What is Automotive Paint Correction? Process Explained

Automotive paint correction is the process of removing defects in your vehicle’s clear coat – like scratches and swirl marks – by leveling its surface with various tools and techniques.

In simpler terms, paint correction is super-polishing your vehicle by grinding down the clear coat to remove imperfections. The clear coat of your vehicle is a clear layer of surface paint that protects the color layers underneath.

Both do-it-yourselfers and professionals can perform automotive paint correction, but the process takes time and effort. To get the best results, it is recommended to seek a professional.

They often use equipment like clay bars, polisher, and other top-quality products that may be very expensive or hard to find for the average DIY-er. If you do choose to attempt paint correction yourself, you will need supplies like a buffer, car washing materials, and even a wet sander.

Why Would Paint Correction Be Needed?

paint correction

There are numerous reasons you would need to perform some kind of paint correction for your car. They include many of the same reasons that car washing is needed and why paint fading occurs.

Here are three of the most common reasons paint correction might be needed:

Road Dirt and Grime

Some of the most common environmental factors you encounter during your everyday driving are prime culprits for eating away at your paint.

Rocks and small road chips can easily get kicked up onto your vehicle as you drive, residual oil and dirty rainwater can splash onto your vehicle and stick eat away at the paint, and road salt used in wintry conditions can do a lot of damage to your vehicle if left for too long.

AIM 1:
Answer these from the article on paint correction:
(a) What does a vehicle's clear coat protect?
(b) Which supplies does a DIY-er need to attempt paint correction?
(c) What substance used in wintry conditions can damage a vehicle if left too long?
AIM 2:
Please write the next part of the article on paint correction, picking up after its final sentence.

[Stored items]
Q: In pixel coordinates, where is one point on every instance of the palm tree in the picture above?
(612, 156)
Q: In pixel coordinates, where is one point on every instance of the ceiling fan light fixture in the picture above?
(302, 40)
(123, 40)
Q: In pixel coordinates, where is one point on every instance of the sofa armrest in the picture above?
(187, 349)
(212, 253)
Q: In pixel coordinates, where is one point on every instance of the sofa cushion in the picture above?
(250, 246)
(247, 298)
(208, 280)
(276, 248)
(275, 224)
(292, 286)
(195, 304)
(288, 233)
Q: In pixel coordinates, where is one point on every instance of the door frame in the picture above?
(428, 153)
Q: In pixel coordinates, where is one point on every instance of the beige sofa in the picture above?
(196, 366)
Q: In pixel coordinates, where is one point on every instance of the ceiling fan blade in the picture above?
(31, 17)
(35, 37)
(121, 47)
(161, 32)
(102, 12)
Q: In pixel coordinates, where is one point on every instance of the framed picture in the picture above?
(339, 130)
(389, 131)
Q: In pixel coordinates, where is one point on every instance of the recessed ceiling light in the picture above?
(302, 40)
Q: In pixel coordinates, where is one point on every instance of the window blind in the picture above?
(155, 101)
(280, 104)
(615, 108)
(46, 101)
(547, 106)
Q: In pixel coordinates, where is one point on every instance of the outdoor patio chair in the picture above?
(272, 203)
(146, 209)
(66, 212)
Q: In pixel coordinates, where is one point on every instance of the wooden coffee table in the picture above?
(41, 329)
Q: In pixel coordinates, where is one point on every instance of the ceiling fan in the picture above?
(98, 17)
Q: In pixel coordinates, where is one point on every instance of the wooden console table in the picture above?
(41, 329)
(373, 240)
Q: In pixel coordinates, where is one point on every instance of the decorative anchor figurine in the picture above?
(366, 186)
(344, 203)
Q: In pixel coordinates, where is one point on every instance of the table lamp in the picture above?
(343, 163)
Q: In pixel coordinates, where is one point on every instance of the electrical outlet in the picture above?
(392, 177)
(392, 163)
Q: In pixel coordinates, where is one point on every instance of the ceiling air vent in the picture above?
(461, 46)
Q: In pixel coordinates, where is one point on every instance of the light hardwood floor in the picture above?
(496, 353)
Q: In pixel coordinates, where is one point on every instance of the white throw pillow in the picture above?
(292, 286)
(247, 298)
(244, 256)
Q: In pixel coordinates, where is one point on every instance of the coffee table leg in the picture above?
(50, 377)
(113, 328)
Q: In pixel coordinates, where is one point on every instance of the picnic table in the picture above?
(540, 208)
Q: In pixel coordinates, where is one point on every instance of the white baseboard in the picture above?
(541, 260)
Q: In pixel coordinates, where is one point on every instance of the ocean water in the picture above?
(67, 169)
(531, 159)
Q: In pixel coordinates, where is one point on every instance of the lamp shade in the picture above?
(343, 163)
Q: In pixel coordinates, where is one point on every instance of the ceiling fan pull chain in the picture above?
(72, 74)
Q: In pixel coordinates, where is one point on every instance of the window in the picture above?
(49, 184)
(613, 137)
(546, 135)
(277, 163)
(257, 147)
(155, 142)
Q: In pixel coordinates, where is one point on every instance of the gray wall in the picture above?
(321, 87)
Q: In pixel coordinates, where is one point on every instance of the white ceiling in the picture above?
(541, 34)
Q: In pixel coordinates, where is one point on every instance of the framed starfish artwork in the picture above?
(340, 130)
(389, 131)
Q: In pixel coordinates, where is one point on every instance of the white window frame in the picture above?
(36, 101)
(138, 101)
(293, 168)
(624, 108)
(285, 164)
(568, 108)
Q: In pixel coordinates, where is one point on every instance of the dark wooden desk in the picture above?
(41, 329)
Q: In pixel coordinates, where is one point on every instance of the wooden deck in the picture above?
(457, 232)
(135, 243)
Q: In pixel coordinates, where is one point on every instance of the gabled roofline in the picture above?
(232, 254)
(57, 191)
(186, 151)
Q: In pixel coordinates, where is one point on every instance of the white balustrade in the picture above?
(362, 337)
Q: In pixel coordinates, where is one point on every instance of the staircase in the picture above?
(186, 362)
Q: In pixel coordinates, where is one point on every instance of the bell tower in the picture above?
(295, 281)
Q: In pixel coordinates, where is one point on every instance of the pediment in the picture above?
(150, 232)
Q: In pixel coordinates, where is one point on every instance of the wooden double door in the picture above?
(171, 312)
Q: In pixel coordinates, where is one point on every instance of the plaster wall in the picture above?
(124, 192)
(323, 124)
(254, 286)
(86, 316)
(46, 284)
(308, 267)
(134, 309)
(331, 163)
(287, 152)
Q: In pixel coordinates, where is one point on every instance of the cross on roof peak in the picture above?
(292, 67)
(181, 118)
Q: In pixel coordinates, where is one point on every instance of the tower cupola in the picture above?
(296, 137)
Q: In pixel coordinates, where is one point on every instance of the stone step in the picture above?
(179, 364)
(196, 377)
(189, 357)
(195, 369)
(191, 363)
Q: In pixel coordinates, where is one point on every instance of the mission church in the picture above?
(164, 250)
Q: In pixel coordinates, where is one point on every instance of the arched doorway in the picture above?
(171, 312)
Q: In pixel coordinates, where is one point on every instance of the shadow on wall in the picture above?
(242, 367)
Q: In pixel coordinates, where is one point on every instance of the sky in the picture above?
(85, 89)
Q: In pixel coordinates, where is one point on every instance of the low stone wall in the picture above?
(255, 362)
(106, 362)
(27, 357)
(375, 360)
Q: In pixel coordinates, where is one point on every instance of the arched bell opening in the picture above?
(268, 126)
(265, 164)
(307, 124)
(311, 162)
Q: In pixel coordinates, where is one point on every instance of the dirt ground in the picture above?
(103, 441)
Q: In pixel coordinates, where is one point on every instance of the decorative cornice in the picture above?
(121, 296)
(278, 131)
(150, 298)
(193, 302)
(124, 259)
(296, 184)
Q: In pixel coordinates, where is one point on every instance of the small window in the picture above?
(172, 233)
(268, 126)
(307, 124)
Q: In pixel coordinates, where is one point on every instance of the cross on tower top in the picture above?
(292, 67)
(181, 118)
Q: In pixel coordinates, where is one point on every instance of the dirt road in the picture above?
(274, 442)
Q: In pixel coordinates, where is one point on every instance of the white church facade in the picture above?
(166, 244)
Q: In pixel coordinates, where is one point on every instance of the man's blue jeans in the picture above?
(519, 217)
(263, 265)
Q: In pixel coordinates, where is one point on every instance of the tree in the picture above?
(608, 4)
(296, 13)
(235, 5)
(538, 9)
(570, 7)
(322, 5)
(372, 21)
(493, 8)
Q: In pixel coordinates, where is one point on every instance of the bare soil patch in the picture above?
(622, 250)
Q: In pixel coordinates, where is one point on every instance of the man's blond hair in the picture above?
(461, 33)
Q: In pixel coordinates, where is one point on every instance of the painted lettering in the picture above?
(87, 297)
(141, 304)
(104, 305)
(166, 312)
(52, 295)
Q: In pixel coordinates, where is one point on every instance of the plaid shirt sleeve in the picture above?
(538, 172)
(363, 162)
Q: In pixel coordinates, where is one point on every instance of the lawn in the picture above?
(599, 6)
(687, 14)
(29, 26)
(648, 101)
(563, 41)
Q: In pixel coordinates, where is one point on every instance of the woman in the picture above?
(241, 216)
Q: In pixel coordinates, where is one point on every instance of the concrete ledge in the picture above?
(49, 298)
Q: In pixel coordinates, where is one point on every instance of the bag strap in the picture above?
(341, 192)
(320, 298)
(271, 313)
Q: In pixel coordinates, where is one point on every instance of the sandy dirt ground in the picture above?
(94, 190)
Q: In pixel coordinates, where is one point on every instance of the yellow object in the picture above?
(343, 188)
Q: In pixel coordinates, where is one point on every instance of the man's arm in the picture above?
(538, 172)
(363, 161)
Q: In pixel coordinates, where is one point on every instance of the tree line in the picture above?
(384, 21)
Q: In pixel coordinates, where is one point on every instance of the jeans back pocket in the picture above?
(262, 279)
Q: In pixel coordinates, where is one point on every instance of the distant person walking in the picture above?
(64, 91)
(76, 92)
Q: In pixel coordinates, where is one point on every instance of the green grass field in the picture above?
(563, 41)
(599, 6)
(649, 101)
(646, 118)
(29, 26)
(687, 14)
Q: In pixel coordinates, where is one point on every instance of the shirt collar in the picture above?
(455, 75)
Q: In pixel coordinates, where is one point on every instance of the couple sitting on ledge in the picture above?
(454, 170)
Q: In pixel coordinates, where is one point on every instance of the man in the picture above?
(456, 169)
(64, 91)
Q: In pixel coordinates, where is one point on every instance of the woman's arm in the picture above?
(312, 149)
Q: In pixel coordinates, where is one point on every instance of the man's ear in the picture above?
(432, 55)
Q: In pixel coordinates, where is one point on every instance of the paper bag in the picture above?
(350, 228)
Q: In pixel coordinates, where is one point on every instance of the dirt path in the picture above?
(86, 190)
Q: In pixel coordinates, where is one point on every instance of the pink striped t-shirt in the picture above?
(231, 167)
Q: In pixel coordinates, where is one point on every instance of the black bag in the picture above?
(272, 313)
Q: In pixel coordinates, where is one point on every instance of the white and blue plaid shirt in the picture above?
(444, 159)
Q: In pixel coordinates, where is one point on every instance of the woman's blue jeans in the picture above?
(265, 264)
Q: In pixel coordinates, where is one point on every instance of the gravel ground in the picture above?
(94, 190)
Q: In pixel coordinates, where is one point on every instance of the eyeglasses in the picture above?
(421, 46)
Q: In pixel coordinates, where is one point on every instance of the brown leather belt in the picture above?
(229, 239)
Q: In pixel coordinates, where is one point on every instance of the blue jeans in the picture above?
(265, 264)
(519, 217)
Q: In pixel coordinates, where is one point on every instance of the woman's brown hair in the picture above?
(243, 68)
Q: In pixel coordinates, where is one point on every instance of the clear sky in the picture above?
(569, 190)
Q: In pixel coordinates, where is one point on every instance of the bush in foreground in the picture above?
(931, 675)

WRITTEN REPLY 1:
(a) The color layers underneath.
(b) A buffer, car washing materials, and even a wet sander.
(c) Road salt.

WRITTEN REPLY 2:
All of these things and more can cause anything from microscopic clear coat damage to visible dings all over your vehicle’s paint. It also gets worse as your vehicle ages and the more you drive it.

Improper Washing

It may seem counterintuitive, but washing your vehicle can actually necessitate paint correction. Washing your vehicle correctly and only when necessary can be very beneficial to your paint and can help keep it healthy. It is when you wash your car too often or improperly that it becomes an issue.

Washing your vehicle too often can cause the cleaning chemicals to work the opposite way as intended. Using chemicals too often can eat into the clear coat and cause damage.

Likewise, using improper cleaning techniques or improper cleaning materials can be detrimental. Things like non-vehicle-specific cleaners are abrasive and can damage the clear coat.

Using only one towel, one washrag, or a paper towel can re-apply the dirt you’ve already washed off, or worse, it could act as a sanding agent as it clings to your already-used cleaning towel.

Even using the automatic car wash can cause damage to your paint. The same concept applies to the car wash as it does if you were to use a dirty towel or washrag. Depending on the type of automatic car wash and how it works, even the high-pressure sprayers could use the surface dirt to grind down the clear coat of your car.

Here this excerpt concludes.